● **GIVEN INSTRUCTION**:
Leaving out the pictures, output the lines from the one that contains "Pick out the white countertop." through the end of the material, exactly as they stand.
═════ RECORDS SHOWN ═════
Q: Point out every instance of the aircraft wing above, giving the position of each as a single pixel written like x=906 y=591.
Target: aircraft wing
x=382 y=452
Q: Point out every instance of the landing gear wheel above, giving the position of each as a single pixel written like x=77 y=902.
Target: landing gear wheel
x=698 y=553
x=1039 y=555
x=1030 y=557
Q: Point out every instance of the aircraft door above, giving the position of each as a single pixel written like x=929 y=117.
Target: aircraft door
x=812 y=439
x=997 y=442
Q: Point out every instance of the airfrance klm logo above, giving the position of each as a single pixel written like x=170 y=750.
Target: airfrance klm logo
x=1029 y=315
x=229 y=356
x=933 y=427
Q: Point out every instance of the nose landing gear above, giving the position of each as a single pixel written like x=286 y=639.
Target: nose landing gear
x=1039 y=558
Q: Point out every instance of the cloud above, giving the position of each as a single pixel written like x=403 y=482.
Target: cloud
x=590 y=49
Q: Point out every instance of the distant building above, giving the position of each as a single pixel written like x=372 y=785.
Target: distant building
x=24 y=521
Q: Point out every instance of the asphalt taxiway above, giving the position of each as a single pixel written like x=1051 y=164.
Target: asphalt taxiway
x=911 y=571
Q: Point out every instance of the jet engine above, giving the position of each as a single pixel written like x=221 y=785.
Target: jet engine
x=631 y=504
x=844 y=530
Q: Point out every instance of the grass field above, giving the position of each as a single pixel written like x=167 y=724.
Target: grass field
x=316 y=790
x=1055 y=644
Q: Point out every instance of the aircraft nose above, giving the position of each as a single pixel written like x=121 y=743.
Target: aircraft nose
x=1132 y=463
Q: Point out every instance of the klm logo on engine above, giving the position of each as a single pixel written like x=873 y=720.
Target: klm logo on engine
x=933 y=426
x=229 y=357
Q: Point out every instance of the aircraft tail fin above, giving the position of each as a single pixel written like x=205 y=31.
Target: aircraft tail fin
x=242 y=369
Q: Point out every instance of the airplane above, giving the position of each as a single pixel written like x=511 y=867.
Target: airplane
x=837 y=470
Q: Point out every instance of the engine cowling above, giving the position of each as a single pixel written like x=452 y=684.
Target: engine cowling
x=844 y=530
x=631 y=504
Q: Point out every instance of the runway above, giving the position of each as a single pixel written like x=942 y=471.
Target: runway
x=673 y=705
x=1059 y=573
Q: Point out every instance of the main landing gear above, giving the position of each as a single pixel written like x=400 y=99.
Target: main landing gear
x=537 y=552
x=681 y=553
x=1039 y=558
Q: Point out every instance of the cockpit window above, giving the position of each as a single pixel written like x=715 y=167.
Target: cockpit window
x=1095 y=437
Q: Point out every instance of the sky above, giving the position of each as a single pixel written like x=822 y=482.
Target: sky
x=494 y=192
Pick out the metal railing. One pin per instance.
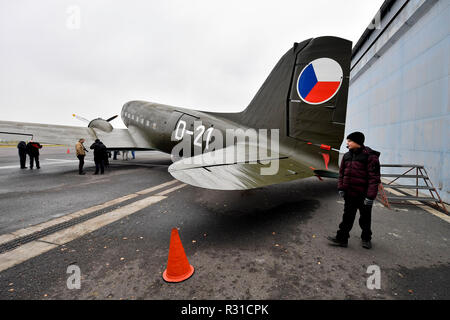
(413, 171)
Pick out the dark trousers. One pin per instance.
(99, 165)
(352, 204)
(23, 159)
(81, 163)
(34, 159)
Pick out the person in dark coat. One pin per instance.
(100, 155)
(33, 153)
(359, 177)
(22, 146)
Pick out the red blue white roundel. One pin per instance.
(319, 81)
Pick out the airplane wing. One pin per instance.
(213, 171)
(130, 138)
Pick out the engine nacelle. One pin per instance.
(100, 124)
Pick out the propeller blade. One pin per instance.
(112, 118)
(80, 118)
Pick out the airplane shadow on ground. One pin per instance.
(242, 218)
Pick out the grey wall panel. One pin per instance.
(401, 100)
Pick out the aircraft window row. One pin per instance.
(132, 117)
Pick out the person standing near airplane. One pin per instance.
(22, 146)
(100, 154)
(33, 152)
(359, 177)
(81, 153)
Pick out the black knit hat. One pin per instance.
(357, 137)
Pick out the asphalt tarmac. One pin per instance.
(266, 243)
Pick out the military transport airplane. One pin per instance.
(304, 99)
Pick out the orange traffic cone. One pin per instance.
(178, 267)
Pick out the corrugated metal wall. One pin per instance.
(401, 101)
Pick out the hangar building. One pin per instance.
(399, 87)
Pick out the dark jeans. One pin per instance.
(81, 164)
(352, 204)
(36, 159)
(99, 165)
(23, 159)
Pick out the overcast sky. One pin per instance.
(90, 57)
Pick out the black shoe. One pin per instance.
(337, 242)
(367, 244)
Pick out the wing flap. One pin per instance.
(216, 172)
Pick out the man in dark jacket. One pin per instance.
(100, 154)
(22, 146)
(359, 177)
(33, 152)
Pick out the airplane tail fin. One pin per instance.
(305, 95)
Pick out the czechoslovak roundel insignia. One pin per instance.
(319, 81)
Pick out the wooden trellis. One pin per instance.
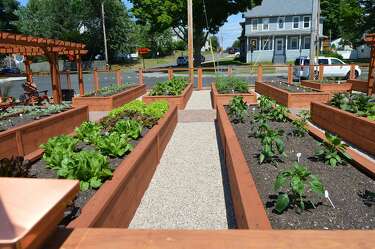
(370, 40)
(35, 46)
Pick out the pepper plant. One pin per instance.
(237, 109)
(332, 151)
(296, 182)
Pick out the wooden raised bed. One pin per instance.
(180, 101)
(289, 99)
(116, 202)
(328, 87)
(224, 99)
(357, 130)
(26, 139)
(102, 104)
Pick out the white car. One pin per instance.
(337, 68)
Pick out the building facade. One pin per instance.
(277, 31)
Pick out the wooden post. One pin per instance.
(260, 73)
(321, 72)
(200, 78)
(371, 72)
(312, 71)
(230, 71)
(290, 74)
(170, 73)
(141, 77)
(96, 80)
(80, 76)
(68, 80)
(118, 77)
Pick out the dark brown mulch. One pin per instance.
(291, 88)
(348, 187)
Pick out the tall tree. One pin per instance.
(8, 15)
(164, 14)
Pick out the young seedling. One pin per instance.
(296, 181)
(332, 151)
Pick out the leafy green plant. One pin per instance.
(89, 132)
(226, 85)
(172, 87)
(89, 167)
(14, 167)
(332, 151)
(237, 109)
(131, 128)
(297, 181)
(114, 145)
(272, 144)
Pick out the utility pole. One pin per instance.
(104, 35)
(190, 40)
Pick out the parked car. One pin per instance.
(337, 68)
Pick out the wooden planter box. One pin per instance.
(328, 87)
(289, 99)
(359, 131)
(25, 139)
(224, 99)
(106, 104)
(115, 203)
(180, 101)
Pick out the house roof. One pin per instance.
(280, 8)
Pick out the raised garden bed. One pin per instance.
(224, 98)
(26, 138)
(114, 161)
(354, 206)
(103, 102)
(175, 95)
(328, 86)
(357, 130)
(291, 96)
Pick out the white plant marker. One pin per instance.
(326, 193)
(299, 156)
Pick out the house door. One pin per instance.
(279, 46)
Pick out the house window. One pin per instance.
(266, 22)
(306, 42)
(281, 22)
(254, 24)
(293, 43)
(306, 22)
(296, 22)
(267, 44)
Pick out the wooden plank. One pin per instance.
(251, 239)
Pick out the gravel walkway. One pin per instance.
(189, 189)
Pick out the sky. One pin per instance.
(227, 35)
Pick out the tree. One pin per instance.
(164, 14)
(8, 15)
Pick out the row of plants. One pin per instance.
(174, 87)
(228, 85)
(295, 182)
(23, 114)
(90, 156)
(109, 90)
(356, 103)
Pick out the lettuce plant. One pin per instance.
(296, 181)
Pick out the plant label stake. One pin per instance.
(326, 193)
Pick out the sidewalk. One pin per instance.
(188, 190)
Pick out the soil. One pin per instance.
(39, 170)
(351, 191)
(291, 88)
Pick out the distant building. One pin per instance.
(278, 31)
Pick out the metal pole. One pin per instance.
(104, 35)
(190, 40)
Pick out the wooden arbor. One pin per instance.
(370, 40)
(35, 46)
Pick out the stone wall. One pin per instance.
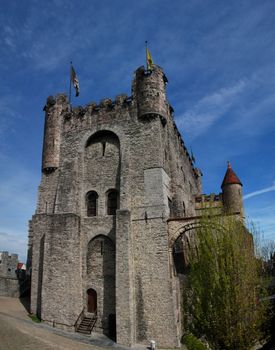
(131, 145)
(9, 287)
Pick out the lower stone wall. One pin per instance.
(9, 287)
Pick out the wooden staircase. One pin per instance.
(85, 322)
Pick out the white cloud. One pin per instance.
(259, 192)
(14, 243)
(209, 109)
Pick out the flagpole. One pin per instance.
(146, 48)
(70, 91)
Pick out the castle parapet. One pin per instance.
(149, 92)
(54, 108)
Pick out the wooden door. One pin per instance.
(91, 300)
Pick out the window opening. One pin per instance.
(92, 203)
(112, 202)
(103, 148)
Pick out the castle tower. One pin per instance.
(113, 174)
(149, 92)
(232, 192)
(52, 130)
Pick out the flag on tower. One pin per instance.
(75, 81)
(149, 59)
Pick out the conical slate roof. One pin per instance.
(230, 177)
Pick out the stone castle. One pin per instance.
(118, 200)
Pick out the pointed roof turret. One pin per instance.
(230, 177)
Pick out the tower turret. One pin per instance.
(149, 92)
(54, 108)
(232, 192)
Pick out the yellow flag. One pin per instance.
(149, 60)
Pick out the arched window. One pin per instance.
(183, 209)
(112, 202)
(91, 203)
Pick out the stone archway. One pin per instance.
(91, 300)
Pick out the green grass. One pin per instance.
(193, 343)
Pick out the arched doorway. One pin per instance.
(91, 300)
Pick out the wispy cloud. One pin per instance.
(209, 109)
(259, 192)
(14, 243)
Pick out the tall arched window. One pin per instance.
(183, 209)
(112, 202)
(91, 203)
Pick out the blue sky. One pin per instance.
(219, 57)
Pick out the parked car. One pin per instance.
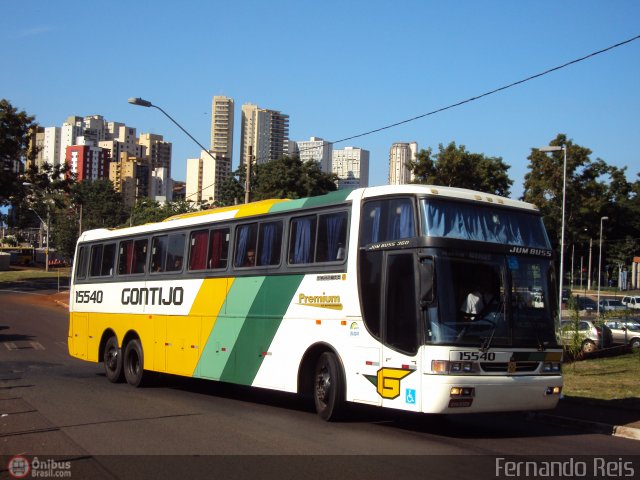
(625, 332)
(631, 302)
(611, 304)
(589, 335)
(584, 303)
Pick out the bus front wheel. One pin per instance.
(133, 363)
(113, 361)
(328, 387)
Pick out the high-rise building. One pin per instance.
(36, 144)
(130, 177)
(51, 146)
(264, 135)
(315, 149)
(400, 155)
(204, 177)
(222, 127)
(88, 162)
(351, 165)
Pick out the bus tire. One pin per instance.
(112, 359)
(133, 363)
(328, 387)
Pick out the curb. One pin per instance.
(622, 431)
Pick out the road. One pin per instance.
(59, 407)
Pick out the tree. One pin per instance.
(15, 133)
(91, 204)
(593, 190)
(456, 167)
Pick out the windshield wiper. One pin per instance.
(486, 342)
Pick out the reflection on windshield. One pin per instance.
(492, 300)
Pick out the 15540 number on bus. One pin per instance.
(89, 296)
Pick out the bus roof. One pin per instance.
(283, 205)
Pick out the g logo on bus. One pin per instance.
(387, 381)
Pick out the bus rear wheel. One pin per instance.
(134, 363)
(112, 359)
(328, 387)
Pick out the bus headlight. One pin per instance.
(551, 367)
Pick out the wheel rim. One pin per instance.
(133, 365)
(111, 358)
(323, 384)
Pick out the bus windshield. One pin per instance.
(492, 300)
(482, 223)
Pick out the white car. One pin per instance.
(632, 302)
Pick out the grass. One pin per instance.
(25, 274)
(605, 379)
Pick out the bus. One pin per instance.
(363, 296)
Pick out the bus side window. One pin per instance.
(81, 263)
(269, 243)
(302, 238)
(245, 255)
(218, 248)
(332, 237)
(108, 260)
(139, 260)
(124, 257)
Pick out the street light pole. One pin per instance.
(146, 103)
(602, 219)
(556, 148)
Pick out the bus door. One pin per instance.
(399, 378)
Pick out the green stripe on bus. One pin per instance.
(338, 196)
(218, 351)
(260, 327)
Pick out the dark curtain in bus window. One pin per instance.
(175, 252)
(332, 235)
(124, 257)
(302, 240)
(371, 289)
(96, 260)
(246, 246)
(198, 252)
(158, 253)
(401, 326)
(108, 260)
(81, 267)
(139, 260)
(269, 243)
(218, 248)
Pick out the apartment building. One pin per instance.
(351, 165)
(400, 156)
(264, 134)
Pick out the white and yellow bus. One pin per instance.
(412, 297)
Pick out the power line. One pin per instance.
(468, 100)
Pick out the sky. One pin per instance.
(338, 69)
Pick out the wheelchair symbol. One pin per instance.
(410, 396)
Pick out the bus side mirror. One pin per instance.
(426, 282)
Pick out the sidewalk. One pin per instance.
(571, 412)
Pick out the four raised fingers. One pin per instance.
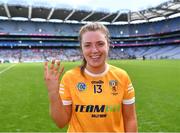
(54, 70)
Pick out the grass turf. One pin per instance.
(24, 103)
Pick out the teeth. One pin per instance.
(95, 57)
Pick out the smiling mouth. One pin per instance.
(95, 57)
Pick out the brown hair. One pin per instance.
(95, 26)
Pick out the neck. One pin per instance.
(97, 70)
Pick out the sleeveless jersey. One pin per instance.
(96, 99)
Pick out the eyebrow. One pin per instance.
(95, 42)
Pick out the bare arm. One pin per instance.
(129, 116)
(60, 114)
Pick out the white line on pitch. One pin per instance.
(7, 68)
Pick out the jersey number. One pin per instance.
(97, 88)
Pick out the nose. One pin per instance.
(94, 49)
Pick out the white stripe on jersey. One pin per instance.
(67, 102)
(129, 101)
(130, 88)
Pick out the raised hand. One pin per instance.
(52, 75)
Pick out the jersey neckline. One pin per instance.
(99, 74)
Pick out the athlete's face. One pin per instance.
(95, 49)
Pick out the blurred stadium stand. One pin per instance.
(33, 41)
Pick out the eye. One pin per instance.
(100, 44)
(87, 45)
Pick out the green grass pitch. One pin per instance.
(24, 105)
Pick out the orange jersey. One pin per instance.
(96, 99)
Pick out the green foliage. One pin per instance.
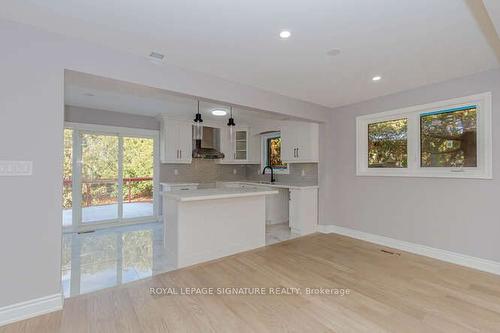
(387, 144)
(274, 153)
(448, 139)
(100, 169)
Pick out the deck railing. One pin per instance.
(127, 186)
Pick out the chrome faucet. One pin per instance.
(272, 172)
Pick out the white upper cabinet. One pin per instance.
(300, 142)
(176, 143)
(237, 152)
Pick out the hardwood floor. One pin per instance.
(388, 293)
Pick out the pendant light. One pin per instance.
(198, 125)
(231, 126)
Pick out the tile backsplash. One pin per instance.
(201, 171)
(209, 171)
(299, 172)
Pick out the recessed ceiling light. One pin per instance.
(156, 57)
(284, 34)
(219, 112)
(333, 52)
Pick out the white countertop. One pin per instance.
(217, 193)
(304, 185)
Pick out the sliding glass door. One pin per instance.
(112, 176)
(99, 177)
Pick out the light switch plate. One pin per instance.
(16, 168)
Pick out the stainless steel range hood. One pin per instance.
(208, 147)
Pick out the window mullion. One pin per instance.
(413, 143)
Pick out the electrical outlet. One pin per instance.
(16, 168)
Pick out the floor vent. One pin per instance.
(390, 252)
(86, 232)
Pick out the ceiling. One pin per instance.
(409, 43)
(89, 91)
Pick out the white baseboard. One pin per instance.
(485, 265)
(31, 308)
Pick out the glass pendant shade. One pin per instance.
(231, 131)
(198, 125)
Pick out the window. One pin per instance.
(387, 144)
(271, 152)
(448, 138)
(445, 139)
(116, 178)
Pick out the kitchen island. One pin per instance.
(206, 224)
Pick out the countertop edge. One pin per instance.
(219, 196)
(276, 185)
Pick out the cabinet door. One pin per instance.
(225, 146)
(235, 152)
(300, 142)
(169, 149)
(293, 212)
(185, 142)
(241, 146)
(175, 141)
(254, 147)
(307, 143)
(287, 143)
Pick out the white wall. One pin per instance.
(459, 215)
(75, 114)
(32, 66)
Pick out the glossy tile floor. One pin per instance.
(109, 212)
(113, 256)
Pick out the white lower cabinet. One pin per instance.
(303, 210)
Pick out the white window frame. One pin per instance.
(263, 159)
(484, 140)
(77, 224)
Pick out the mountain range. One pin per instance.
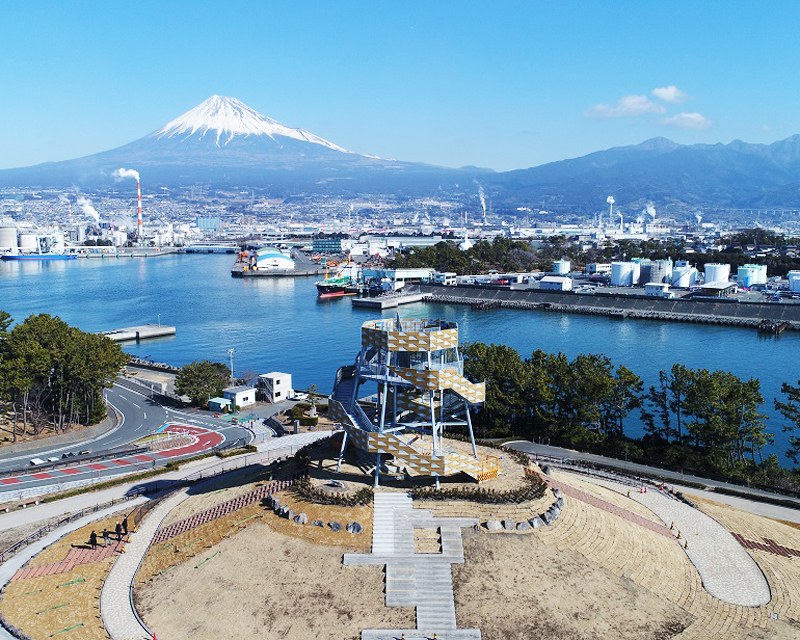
═════
● **EXERCISE ANSWER**:
Pick out the white countertop. One pin per instance.
(217, 193)
(304, 185)
Pick out the sliding glass door. One pin per instance.
(112, 176)
(99, 177)
Pick out the light switch plate. One pin per instance.
(16, 168)
Pick out the stainless steel range hood. One pin per instance.
(208, 147)
Pick out the window mullion. One pin per instance.
(413, 143)
Pick out the electrical outlet. One pin per instance.
(16, 168)
Pick out the floor vent. One pin per instance.
(390, 252)
(86, 232)
Pick out the ceiling. One pin per instance.
(409, 43)
(89, 91)
Pick out the white baseboard. One pin per instance.
(485, 265)
(31, 308)
Pick out the glass pendant shade. One pin per instance.
(231, 131)
(198, 125)
Pick out the window. One pin per instance.
(387, 144)
(271, 152)
(448, 138)
(445, 139)
(116, 178)
Pick out the kitchen island. One pin per instance.
(206, 224)
Pick out the countertop edge. One pin per instance.
(219, 196)
(276, 185)
Pick out the cabinet door. One pin per instance.
(225, 146)
(235, 152)
(300, 142)
(169, 149)
(293, 212)
(185, 142)
(241, 146)
(175, 141)
(254, 147)
(307, 143)
(287, 143)
Pick out the white wall. One pin per instance.
(459, 215)
(75, 114)
(32, 66)
Pick out the glossy tile floor. One pin per instance.
(109, 212)
(113, 256)
Pick out the white lower cabinet. One pin per instance.
(303, 210)
Pick out the white window frame. One pin per instance.
(263, 159)
(484, 140)
(77, 224)
Pick out the mountain range. One pin per instance.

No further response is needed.